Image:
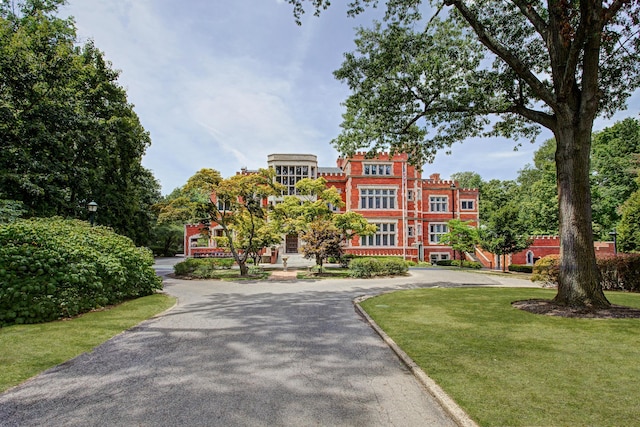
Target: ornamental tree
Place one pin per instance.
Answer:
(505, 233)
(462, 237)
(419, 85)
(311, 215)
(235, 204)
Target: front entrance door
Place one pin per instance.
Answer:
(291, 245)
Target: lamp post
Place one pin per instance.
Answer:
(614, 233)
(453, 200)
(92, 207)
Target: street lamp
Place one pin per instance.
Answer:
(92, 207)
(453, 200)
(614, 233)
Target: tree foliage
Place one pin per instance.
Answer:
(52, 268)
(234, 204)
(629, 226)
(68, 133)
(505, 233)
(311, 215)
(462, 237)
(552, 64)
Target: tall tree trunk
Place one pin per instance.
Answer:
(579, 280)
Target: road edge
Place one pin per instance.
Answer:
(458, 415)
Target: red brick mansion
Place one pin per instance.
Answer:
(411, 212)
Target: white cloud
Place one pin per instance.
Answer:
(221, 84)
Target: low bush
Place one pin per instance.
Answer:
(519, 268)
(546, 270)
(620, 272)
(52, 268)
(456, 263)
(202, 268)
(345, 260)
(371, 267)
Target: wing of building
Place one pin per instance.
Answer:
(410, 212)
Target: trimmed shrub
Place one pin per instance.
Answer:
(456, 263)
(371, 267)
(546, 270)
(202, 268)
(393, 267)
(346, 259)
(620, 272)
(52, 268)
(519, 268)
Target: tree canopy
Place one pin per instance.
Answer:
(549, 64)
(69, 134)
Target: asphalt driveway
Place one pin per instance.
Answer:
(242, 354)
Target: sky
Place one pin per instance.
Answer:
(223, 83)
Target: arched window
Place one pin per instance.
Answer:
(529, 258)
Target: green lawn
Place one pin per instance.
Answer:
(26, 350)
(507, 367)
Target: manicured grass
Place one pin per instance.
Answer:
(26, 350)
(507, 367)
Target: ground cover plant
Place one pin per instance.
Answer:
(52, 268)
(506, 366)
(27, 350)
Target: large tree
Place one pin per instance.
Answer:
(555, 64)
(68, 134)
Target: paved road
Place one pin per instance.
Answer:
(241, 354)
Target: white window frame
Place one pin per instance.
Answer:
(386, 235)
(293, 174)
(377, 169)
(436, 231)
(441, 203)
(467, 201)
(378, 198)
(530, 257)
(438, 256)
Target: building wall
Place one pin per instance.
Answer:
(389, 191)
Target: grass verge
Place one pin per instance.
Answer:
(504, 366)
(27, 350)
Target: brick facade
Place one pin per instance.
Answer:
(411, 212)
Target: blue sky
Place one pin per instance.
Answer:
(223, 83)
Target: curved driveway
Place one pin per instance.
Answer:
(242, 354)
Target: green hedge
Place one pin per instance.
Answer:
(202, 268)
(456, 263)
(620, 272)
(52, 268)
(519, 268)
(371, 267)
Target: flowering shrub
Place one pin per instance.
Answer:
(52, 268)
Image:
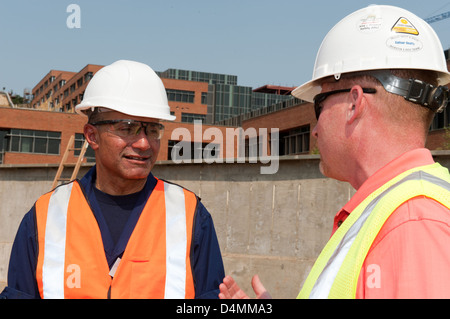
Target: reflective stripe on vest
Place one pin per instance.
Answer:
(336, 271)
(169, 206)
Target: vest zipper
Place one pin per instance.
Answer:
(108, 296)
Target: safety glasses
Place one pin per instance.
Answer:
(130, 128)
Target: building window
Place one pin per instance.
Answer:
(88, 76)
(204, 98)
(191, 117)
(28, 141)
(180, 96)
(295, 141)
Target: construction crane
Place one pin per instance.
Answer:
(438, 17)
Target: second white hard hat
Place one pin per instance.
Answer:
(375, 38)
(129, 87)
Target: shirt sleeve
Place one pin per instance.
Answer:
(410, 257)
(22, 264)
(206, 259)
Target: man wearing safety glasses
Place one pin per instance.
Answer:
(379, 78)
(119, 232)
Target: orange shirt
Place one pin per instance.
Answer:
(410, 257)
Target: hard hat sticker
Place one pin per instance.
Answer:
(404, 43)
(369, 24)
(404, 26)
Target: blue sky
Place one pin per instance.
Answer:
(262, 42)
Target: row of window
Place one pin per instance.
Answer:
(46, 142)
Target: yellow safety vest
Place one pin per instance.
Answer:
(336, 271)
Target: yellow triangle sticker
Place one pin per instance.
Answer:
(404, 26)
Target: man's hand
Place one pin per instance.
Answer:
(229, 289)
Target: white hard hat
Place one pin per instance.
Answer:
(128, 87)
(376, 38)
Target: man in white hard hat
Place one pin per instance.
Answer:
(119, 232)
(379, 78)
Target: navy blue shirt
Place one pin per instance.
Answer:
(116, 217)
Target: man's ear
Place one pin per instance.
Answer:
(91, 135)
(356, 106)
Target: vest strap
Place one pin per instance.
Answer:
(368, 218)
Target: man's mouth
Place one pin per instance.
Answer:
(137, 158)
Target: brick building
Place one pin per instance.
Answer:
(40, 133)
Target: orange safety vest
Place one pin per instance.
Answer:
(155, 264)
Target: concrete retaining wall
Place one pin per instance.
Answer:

* [YOUR TASK]: Scan the lines above, and whenever one holds the string "brick", copy it.

* [OUTPUT BELOW]:
Target: red brick mansion
Target: brick facade
Target: brick building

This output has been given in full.